## Work order
Could you copy out, word for word, everything in the passage on living through crisis from "Do you still" down to "China invaded them?"?

Do you still remember how difficult buying toilet paper in the first months of the pandemic was? How small businesses were fighting to survive the years of regular lockdowns? Suddenly flour became rare, because Russia invaded Ukraine, and all over the world the prices for bread and pasta went through the roof. As well as the children dying in famines in all the war zones exploding around the world. These war zones probably caused for many orders to get stuck in a blocked seaway, and what again will happen to our civilization without Taiwan’s semiconductors once China invaded them?
We live in times of crisis. The pandemic might be over, but the political and social aftermath are far from it. And with the wars closing down on us from so many different directions, we don’t get a second to take a breath. I see headlines about people needing a break from crisis mood everyday. People are scared of watching the news, tired of politics. We need a break from crisis! As if that were so easy.

## Data listing
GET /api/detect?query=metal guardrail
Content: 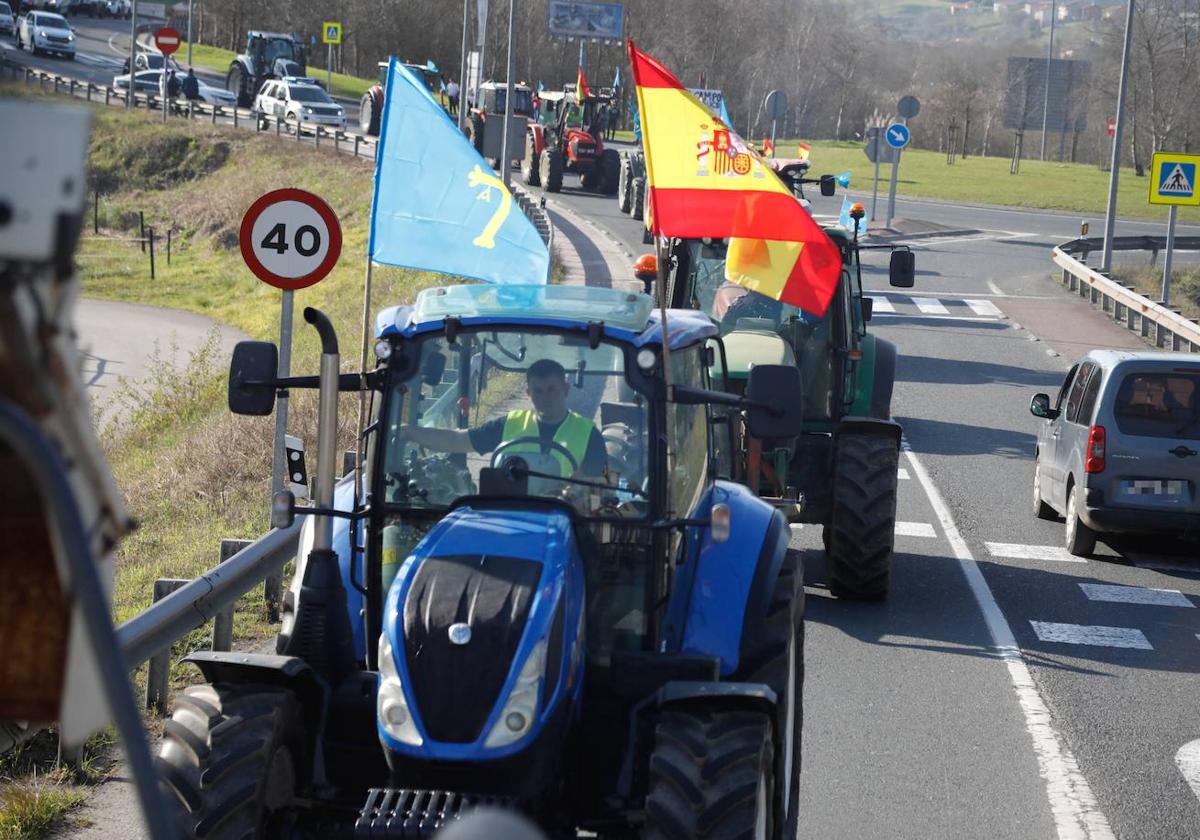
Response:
[1054,236,1200,353]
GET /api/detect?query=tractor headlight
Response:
[376,632,422,746]
[484,638,546,746]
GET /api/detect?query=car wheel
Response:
[1066,486,1096,557]
[1033,458,1058,520]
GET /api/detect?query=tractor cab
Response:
[184,284,804,840]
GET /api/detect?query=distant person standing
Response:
[180,67,200,102]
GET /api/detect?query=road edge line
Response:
[901,440,1116,840]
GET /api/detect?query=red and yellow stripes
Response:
[629,41,841,314]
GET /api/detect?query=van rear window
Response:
[1112,373,1200,440]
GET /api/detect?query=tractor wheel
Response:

## Output
Do you still remember how difficult buying toilet paper in the first months of the pandemic was? How small businesses were fighting to survive the years of regular lockdowns? Suddenly flour became rare, because Russia invaded Ukraine, and all over the world the prices for bread and pasta went through the roof. As well as the children dying in famines in all the war zones exploding around the world. These war zones probably caused for many orders to get stuck in a blocked seaway, and what again will happen to our civilization without Taiwan’s semiconductors once China invaded them?